[Aim of the task]:
Reproduce the data from its beginning through the line containing "Give the mask", swapping every "evenodd" for "nonzero" and keeping everything else the same. Leave the pictures out of your answer.

┌─ Exercise materials

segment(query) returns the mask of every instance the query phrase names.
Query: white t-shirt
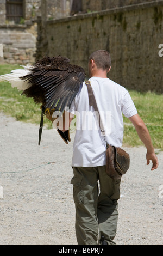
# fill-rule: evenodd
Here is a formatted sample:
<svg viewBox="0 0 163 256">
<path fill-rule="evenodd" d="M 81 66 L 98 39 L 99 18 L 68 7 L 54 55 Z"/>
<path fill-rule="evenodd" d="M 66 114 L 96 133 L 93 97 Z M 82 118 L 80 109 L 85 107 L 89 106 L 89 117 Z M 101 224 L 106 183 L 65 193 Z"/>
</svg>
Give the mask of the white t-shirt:
<svg viewBox="0 0 163 256">
<path fill-rule="evenodd" d="M 109 78 L 89 80 L 104 126 L 107 142 L 121 147 L 123 137 L 122 114 L 129 118 L 137 113 L 128 92 Z M 106 142 L 99 129 L 93 107 L 89 102 L 85 82 L 68 112 L 77 115 L 72 166 L 95 167 L 105 164 Z"/>
</svg>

└─

[Result of this exercise]:
segment(query) returns the mask of every instance the query phrase names.
Query: white t-shirt
# fill-rule: nonzero
Here is a formatted sample:
<svg viewBox="0 0 163 256">
<path fill-rule="nonzero" d="M 81 66 L 98 39 L 99 18 L 68 7 L 54 55 Z"/>
<path fill-rule="nonzero" d="M 66 114 L 96 133 L 93 97 Z M 82 118 L 80 109 L 85 107 L 89 106 L 89 117 Z M 101 224 L 106 183 L 65 193 Z"/>
</svg>
Give the mask of the white t-shirt:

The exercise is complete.